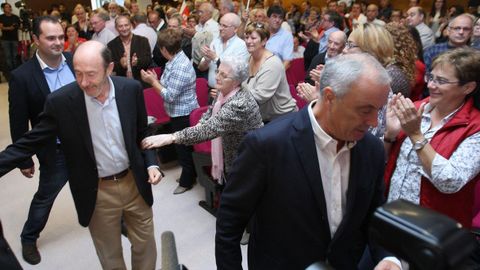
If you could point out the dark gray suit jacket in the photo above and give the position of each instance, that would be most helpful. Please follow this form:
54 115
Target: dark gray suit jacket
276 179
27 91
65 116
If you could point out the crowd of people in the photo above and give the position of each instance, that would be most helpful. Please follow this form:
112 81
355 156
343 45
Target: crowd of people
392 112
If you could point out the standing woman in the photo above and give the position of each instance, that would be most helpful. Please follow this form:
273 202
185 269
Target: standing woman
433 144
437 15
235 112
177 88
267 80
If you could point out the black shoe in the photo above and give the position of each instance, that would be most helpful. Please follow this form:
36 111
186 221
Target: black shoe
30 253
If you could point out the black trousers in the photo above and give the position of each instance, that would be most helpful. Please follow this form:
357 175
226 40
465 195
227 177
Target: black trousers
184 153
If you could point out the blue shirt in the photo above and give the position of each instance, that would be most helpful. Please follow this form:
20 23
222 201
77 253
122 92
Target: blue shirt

———

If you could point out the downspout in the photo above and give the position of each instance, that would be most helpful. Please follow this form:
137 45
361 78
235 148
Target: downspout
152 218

———

Search the records for the string "shirt", and copy every line that holds it.

_Response to this task_:
If you could point out the blue shirt in the photo above and give the position of each instance, that would be most helpful. Please follow this form:
Target: blue shirt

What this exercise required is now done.